- Born: 24 September 1952
- Died: 29 March 2012 (aged 59) Tweed Heads South, New South Wales, Australia
- Occupation: Surfer
- Years active: 1973–2012

= Michael Peterson (surfer) =

Australian surfer

Michael "MP" Peterson (24 September 1952 – 29 March 2012), nicknamed "The King of Kirra", was a professional Australian surfer, regarded as one of the country's leading surfers during the early to mid-1970s.

== Early life ==
Michael Peterson was born on 24 September 1952 into a working-class family and lived in several locations before the family settled in Coolangatta on Queensland's Gold Coast when he was 15. He lived there with his mother, Joan, his younger brother, Tommy, and his younger sisters, Dorothy (Dot) and Denice.

==Surfing career==
Peterson began surfing on "surf-o-planes," an inflatable rubber mat device invented in 1932, before progressing to a "Coolite," a board made from polystyrene beaded foam introduced in the early 1970s.

Stated exercise A >> List every line of the records that contains the string "panel". Case counts.
The article and the records come from separate sources.

Items >>
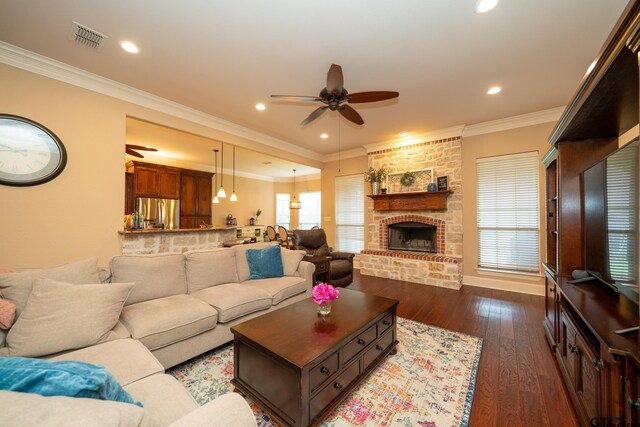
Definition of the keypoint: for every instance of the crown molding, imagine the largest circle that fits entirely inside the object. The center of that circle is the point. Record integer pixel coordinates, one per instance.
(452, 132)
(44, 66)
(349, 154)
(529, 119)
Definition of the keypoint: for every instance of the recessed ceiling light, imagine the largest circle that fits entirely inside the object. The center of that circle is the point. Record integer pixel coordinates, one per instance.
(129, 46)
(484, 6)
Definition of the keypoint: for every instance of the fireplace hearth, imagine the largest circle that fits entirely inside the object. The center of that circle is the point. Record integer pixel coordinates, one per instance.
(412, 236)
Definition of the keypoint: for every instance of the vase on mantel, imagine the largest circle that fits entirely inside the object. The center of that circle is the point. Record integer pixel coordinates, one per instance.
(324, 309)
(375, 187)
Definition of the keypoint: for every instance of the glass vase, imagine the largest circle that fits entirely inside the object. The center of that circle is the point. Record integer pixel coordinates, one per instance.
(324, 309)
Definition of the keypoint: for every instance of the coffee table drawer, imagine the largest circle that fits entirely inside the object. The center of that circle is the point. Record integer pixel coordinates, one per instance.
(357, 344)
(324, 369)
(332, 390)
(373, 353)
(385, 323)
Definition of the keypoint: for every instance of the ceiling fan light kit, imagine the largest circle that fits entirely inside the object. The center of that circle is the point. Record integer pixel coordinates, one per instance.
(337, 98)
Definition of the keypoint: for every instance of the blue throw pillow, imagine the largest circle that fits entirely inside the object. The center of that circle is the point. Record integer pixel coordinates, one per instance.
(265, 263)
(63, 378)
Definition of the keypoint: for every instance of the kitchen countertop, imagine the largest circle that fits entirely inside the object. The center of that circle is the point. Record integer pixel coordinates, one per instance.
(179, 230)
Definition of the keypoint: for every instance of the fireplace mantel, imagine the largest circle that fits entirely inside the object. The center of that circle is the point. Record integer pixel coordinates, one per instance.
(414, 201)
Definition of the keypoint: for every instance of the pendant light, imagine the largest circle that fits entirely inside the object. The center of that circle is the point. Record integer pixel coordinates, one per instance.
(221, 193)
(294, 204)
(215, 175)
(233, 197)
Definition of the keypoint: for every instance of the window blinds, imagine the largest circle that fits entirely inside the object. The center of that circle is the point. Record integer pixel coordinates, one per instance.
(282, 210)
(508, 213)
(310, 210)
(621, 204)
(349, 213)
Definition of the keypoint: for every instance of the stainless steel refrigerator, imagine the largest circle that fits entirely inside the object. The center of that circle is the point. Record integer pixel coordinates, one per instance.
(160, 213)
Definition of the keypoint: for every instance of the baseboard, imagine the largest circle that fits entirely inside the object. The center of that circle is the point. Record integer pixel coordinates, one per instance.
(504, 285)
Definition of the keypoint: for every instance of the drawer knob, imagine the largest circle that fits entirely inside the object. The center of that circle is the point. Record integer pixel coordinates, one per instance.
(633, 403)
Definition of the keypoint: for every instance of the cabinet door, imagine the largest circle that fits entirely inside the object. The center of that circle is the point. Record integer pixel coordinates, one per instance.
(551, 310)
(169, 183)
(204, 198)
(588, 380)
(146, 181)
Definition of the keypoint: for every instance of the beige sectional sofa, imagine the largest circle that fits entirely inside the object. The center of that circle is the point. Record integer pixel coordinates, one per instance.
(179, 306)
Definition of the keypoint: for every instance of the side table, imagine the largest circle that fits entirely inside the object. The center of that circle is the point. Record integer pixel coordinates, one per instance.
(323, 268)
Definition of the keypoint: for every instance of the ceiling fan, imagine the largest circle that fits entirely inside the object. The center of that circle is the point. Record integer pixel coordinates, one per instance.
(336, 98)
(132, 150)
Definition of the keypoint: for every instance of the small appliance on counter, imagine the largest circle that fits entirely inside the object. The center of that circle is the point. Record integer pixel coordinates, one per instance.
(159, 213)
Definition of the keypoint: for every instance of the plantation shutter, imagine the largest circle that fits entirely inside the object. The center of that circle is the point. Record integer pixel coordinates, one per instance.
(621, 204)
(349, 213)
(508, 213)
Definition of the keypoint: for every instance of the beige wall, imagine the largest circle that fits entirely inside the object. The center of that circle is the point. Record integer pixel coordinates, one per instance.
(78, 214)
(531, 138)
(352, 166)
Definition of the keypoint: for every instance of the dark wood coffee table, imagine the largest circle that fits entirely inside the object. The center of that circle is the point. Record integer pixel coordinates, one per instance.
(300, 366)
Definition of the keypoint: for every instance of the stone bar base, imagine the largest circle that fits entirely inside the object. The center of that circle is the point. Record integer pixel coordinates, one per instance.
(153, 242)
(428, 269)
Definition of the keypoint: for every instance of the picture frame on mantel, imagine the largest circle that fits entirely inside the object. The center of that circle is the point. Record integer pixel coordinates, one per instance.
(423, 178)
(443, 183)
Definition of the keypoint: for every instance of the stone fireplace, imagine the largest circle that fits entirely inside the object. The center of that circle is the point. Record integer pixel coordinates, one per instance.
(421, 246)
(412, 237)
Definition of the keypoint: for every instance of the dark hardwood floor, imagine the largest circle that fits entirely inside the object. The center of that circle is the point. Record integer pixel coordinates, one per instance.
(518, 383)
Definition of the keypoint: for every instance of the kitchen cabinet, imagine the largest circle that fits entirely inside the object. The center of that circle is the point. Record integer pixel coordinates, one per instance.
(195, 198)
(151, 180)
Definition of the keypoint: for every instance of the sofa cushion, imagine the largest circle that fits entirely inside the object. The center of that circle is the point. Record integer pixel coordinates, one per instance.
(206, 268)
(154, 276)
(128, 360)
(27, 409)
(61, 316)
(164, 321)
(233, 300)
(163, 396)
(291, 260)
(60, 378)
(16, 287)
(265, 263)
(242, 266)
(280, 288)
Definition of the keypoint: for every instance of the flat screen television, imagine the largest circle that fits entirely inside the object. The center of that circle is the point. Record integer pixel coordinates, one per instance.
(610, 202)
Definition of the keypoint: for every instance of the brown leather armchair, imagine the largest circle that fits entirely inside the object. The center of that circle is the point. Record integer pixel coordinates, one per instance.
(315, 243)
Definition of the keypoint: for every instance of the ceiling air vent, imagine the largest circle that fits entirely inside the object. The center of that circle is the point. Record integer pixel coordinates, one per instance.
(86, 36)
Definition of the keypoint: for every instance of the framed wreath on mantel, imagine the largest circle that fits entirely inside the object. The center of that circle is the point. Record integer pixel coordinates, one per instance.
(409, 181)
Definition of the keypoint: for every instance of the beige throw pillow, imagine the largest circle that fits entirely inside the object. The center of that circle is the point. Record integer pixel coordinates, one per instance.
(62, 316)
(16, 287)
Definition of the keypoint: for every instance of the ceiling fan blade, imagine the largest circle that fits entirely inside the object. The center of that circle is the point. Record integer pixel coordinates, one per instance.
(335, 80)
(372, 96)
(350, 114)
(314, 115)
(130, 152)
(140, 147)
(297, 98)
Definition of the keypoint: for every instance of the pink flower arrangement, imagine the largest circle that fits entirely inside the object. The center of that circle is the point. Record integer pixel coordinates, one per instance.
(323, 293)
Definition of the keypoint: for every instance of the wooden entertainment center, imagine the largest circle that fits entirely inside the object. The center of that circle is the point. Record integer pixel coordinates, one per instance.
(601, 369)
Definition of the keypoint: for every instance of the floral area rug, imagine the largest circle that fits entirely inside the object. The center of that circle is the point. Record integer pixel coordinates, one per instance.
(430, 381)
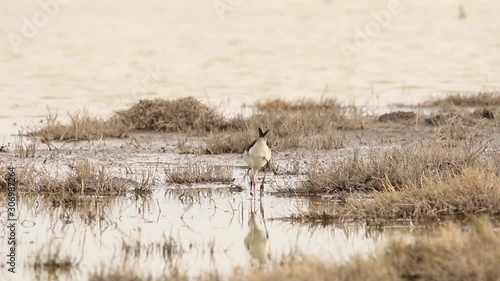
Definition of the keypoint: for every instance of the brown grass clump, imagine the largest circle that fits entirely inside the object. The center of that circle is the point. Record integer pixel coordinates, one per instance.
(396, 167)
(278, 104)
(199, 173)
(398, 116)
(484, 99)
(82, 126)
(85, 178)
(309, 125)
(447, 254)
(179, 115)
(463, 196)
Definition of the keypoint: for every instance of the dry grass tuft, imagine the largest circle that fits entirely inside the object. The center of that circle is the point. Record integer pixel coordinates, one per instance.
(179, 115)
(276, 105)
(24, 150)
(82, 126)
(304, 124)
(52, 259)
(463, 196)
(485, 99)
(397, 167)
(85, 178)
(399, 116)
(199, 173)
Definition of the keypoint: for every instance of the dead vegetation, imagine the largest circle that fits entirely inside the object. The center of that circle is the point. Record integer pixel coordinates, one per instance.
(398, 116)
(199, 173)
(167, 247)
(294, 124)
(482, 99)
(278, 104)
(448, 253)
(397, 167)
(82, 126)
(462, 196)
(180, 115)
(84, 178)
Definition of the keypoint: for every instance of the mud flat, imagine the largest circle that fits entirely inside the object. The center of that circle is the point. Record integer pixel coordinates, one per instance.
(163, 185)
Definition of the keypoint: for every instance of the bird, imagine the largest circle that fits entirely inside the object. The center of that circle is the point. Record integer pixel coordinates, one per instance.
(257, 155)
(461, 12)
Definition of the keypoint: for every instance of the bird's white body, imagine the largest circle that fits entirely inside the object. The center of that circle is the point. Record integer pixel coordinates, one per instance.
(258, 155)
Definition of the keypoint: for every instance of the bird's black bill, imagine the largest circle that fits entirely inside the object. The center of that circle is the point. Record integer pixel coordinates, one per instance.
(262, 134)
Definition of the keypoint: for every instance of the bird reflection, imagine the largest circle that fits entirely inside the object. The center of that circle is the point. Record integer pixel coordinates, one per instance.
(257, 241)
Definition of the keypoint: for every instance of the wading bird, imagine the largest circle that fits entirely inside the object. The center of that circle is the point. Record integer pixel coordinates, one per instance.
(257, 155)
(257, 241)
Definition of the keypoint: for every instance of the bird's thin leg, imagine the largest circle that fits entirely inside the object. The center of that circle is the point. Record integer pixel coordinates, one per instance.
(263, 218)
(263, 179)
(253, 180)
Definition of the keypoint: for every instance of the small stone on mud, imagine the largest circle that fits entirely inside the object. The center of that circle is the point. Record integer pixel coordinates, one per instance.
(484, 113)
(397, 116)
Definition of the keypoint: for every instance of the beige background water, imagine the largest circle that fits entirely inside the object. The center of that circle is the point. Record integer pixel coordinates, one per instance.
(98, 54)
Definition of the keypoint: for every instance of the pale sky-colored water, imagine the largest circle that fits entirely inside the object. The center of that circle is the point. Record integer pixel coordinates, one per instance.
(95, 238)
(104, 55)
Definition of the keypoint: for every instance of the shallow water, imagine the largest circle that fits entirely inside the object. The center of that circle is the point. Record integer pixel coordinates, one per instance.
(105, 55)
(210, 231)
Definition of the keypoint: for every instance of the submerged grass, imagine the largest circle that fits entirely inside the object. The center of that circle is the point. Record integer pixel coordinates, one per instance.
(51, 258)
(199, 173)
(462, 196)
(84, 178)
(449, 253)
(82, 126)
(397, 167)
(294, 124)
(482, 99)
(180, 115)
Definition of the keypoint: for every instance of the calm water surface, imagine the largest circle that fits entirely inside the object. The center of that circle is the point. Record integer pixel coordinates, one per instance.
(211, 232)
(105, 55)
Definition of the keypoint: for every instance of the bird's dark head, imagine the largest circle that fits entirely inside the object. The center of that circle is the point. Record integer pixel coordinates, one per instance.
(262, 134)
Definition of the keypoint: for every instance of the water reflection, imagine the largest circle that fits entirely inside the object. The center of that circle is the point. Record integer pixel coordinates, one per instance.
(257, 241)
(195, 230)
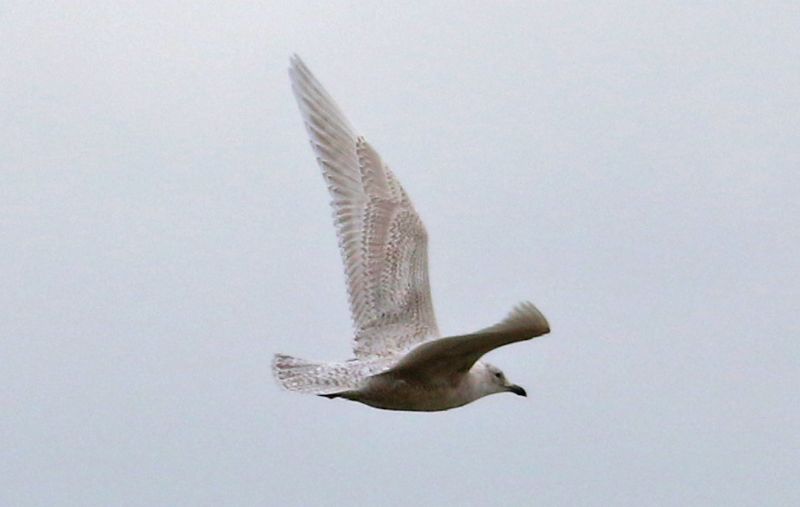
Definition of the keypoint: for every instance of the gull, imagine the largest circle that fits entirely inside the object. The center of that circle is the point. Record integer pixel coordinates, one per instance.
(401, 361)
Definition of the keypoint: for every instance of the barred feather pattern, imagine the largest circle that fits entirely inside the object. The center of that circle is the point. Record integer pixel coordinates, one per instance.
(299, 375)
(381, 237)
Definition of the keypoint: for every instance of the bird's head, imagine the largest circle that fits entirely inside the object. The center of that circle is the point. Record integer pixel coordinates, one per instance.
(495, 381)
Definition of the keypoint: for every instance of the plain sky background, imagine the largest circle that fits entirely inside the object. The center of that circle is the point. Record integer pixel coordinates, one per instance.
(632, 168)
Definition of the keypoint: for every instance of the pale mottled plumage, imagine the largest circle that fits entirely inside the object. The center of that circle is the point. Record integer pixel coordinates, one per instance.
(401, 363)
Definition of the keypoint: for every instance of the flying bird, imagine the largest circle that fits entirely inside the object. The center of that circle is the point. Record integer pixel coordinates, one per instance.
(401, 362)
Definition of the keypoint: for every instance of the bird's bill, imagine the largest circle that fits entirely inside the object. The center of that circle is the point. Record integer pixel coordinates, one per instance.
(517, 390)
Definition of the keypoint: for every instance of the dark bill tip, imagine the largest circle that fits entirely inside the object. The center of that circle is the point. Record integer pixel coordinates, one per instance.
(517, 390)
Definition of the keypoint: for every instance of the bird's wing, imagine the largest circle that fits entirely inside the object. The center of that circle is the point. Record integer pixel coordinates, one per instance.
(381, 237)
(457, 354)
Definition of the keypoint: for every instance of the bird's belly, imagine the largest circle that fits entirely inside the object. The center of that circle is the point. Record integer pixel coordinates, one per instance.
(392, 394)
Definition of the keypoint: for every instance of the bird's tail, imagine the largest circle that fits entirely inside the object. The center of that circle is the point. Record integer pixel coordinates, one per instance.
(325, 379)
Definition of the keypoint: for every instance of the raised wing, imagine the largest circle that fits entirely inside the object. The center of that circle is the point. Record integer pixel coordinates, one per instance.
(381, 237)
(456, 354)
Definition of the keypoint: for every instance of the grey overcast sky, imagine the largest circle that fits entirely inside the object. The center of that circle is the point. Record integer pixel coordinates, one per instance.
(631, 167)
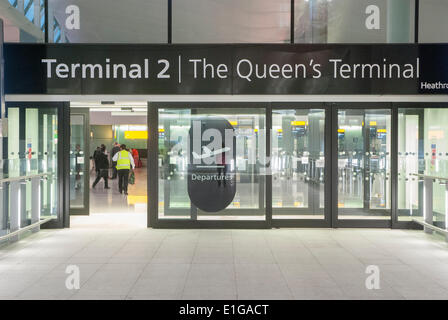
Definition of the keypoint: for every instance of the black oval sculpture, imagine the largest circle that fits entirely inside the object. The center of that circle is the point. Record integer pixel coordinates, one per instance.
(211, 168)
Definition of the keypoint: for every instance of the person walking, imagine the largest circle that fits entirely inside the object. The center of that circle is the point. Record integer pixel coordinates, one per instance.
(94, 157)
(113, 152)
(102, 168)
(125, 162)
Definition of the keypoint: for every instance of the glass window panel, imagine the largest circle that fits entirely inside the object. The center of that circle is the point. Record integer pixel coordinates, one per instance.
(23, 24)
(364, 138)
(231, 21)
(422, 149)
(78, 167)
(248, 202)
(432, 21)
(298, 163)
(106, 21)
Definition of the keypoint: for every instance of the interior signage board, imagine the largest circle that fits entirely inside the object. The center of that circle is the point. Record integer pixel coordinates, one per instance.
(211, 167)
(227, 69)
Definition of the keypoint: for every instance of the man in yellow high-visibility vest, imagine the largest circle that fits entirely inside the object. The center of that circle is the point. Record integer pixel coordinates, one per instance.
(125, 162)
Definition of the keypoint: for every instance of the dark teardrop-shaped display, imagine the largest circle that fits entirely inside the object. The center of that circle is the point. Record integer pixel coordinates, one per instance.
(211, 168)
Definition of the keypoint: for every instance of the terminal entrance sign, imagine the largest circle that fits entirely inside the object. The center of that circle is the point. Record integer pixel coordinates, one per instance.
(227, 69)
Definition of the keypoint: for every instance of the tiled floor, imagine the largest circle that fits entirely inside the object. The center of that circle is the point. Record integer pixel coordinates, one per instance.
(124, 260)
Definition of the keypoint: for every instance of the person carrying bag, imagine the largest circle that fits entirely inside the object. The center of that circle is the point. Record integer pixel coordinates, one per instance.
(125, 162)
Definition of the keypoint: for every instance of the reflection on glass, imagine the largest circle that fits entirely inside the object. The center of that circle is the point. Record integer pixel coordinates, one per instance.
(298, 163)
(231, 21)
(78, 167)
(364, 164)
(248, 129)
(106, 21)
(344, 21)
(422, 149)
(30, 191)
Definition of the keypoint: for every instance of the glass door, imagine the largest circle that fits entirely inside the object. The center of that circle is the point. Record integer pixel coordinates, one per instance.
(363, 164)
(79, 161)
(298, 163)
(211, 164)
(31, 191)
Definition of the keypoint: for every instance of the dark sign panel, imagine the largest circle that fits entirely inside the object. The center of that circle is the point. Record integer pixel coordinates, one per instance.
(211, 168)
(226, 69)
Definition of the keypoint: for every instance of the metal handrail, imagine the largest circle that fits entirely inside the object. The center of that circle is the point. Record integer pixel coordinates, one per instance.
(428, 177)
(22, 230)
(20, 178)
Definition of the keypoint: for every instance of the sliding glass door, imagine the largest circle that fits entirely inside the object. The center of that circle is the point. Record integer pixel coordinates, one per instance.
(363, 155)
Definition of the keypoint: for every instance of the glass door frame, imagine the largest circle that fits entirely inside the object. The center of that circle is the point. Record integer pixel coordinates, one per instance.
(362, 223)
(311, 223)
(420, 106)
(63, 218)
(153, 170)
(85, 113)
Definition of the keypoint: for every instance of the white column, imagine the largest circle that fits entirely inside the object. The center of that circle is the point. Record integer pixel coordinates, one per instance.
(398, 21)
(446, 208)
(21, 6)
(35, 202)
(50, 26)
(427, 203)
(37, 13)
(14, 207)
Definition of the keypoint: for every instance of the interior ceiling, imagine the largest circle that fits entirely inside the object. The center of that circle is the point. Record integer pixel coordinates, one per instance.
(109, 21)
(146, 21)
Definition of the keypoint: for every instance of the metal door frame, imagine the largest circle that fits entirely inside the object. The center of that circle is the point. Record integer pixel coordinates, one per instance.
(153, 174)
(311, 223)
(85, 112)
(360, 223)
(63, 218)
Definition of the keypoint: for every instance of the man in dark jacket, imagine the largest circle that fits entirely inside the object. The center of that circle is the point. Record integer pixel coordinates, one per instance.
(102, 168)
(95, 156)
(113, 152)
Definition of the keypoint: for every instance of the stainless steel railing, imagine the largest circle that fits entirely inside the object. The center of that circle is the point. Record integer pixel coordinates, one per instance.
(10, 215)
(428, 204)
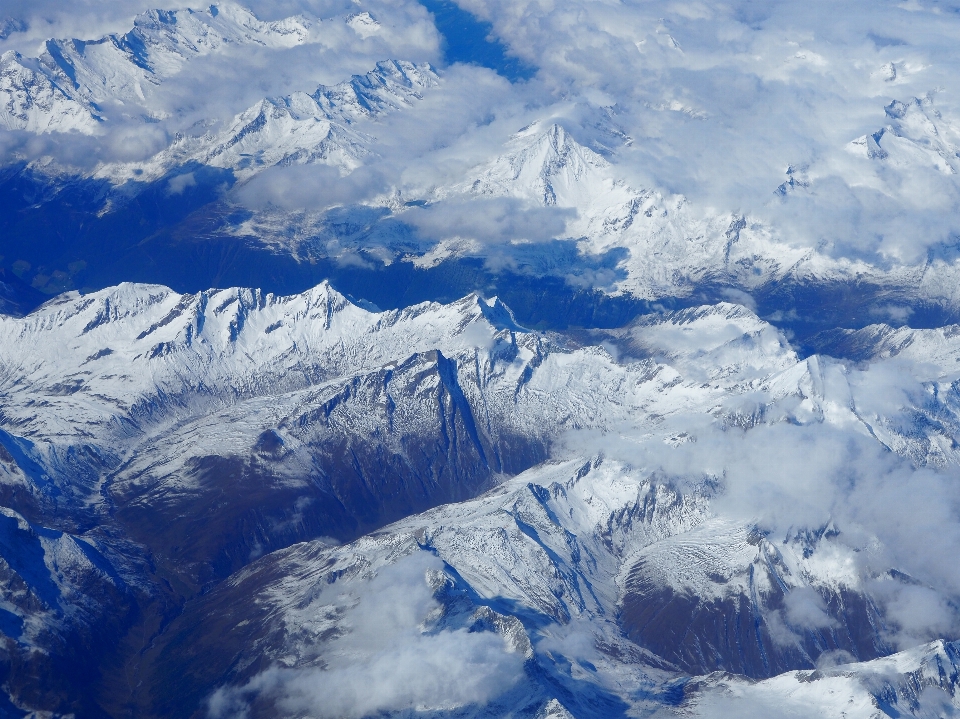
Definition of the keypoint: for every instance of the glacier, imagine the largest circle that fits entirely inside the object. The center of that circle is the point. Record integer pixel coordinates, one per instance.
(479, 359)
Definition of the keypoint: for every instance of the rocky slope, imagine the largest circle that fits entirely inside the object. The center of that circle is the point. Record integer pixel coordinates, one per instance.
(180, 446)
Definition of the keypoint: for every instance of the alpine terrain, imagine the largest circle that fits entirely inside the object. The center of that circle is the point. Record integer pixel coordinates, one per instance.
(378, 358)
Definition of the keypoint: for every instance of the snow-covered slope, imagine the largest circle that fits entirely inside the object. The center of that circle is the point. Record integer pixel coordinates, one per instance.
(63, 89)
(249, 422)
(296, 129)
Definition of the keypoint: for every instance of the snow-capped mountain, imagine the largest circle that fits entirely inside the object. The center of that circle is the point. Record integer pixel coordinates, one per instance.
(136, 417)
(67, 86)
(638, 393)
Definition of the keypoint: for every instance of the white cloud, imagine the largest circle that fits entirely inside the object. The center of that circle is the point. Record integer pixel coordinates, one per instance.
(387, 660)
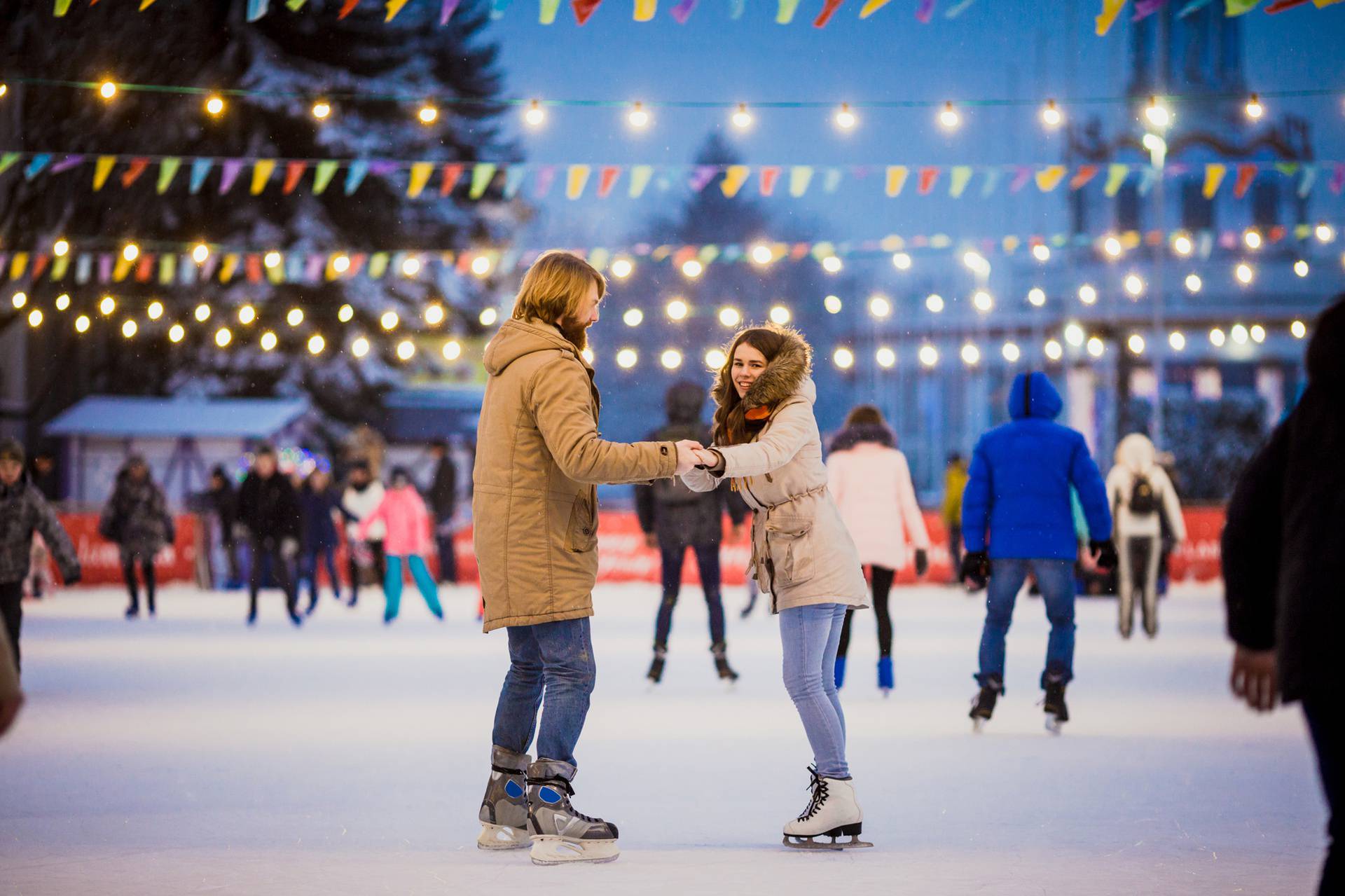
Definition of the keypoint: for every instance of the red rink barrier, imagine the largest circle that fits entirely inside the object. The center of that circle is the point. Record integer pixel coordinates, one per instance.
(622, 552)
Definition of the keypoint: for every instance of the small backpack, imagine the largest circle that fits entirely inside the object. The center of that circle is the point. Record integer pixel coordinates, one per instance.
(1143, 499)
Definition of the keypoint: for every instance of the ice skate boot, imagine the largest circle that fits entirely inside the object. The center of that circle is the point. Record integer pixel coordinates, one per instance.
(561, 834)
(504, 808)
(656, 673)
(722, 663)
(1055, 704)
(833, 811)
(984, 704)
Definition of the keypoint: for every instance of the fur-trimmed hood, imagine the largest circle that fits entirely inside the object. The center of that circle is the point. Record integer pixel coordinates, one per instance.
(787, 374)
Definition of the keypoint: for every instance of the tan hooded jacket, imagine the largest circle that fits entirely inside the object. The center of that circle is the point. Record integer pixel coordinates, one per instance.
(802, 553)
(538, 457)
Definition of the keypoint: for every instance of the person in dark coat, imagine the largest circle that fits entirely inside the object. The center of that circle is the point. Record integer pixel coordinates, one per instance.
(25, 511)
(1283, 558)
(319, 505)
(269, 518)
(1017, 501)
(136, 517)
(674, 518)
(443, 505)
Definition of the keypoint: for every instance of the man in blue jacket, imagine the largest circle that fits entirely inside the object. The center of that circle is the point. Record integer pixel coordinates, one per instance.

Stated exercise B >> According to the Michael Peterson article, where did his family settle when he was 15?

Correct output A >>
Definition of the keypoint: for every instance of the glass window panel, imagine the largest circle that fits entirely inside the object. The center of that circle is the point. Record integer pixel coordinates, one per instance.
Definition of the keypoint: for every instance of the dark sign panel, imagine the largest circle that fits entirely inside the object. The center of that circle is the point. Record integer pixel coordinates, one per instance.

Correct output B >> In Coolangatta, on Queensland's Gold Coast.